— Extract to read —
• • •
Shareholder approval was granted for AGBA to be incorporated as a Delaware Corporation and domiciled in the U.S., operating under the name Triller Group Inc.

All AGBA/Triller merger closing conditions have been met, with the exception of the final Nasdaq listing regulatory approval, soon anticipated

NEW YORK, Sept. 19, 2024 /PRNewswire/ — AGBA Group Holding Limited (Nasdaq: AGBA) (“AGBA” of the “Company”), a multi-channel business platform delivering first-class financial services through machine-learning technologies, today announced the results of its general shareholder meeting (the “Meeting”) held on September 19, 2024. During the Meeting, AGBA’s shareholders resoundingly approved all proposals put forth for vote and moved AGBA’s merger with Triller Corp. to its final stage of completion.  In the coming weeks, AGBA and Triller Corp. anticipate receiving Triller Group Inc.’s (the pro forma merged parent company) new Nasdaq listing approval, the final closing condition to the transaction, and expect their merger to close shortly thereafter.

Today’s Meeting and shareholder vote provided approval for AGBA to be re-domiciled in the State of Delaware and incorporated as a company under Delaware State Law operating under the new name “Triller Group Inc.”

The shareholder vote also approved the amended and restated merger agreement dated as of August 30, 2024 (“Merger Agreement”), by and between AGBA (to be renamed Triller Group Inc.), AGBA Social Inc., a wholly owned Delaware subsidiary of AGBA, Triller Corp. and Triller’s stockholder representative, with respect to the acquisition of 100% of the outstanding capital stock and conversion of all restricted stock units of Triller Corp., in exchange for common stock and preferred stock of the newly named Triller Group Inc. the conversion of all existing Triller Corp. restricted stock units into Triller Group Inc. restricted stock units, and the assumption of certain Triller Corp. warrants.
• • •
— Given data —
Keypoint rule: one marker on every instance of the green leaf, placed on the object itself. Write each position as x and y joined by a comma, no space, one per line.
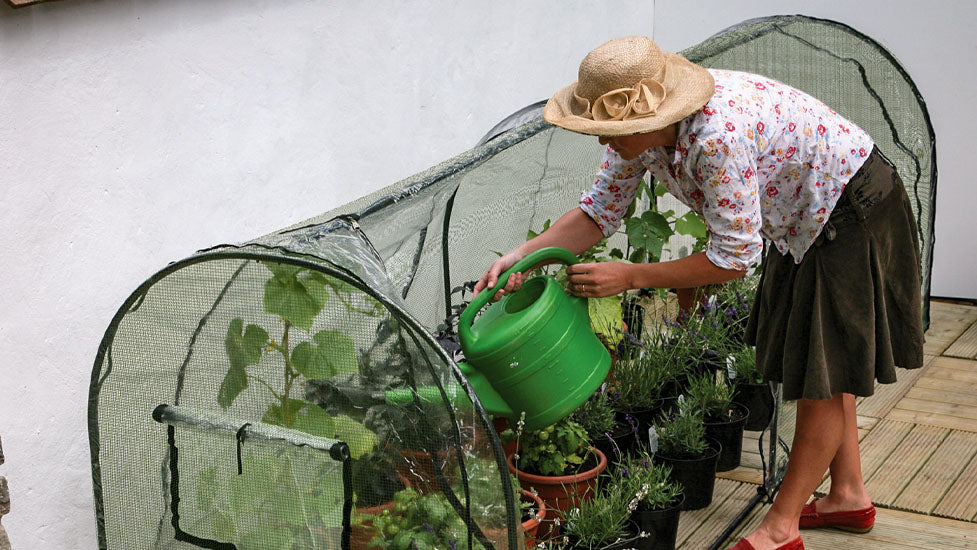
• • •
— Objectives —
a) From the AGBA–Triller merger release, return the passage starting at "NEW YORK, Sept." and ending at "close shortly thereafter.".
b) Which closing condition of the merger was still outstanding, according to the AGBA–Triller merger release?

— Exercise solutions —
a)
NEW YORK, Sept. 19, 2024 /PRNewswire/ — AGBA Group Holding Limited (Nasdaq: AGBA) (“AGBA” of the “Company”), a multi-channel business platform delivering first-class financial services through machine-learning technologies, today announced the results of its general shareholder meeting (the “Meeting”) held on September 19, 2024. During the Meeting, AGBA’s shareholders resoundingly approved all proposals put forth for vote and moved AGBA’s merger with Triller Corp. to its final stage of completion.  In the coming weeks, AGBA and Triller Corp. anticipate receiving Triller Group Inc.’s (the pro forma merged parent company) new Nasdaq listing approval, the final closing condition to the transaction, and expect their merger to close shortly thereafter.

b) The new Nasdaq listing approval for Triller Group Inc.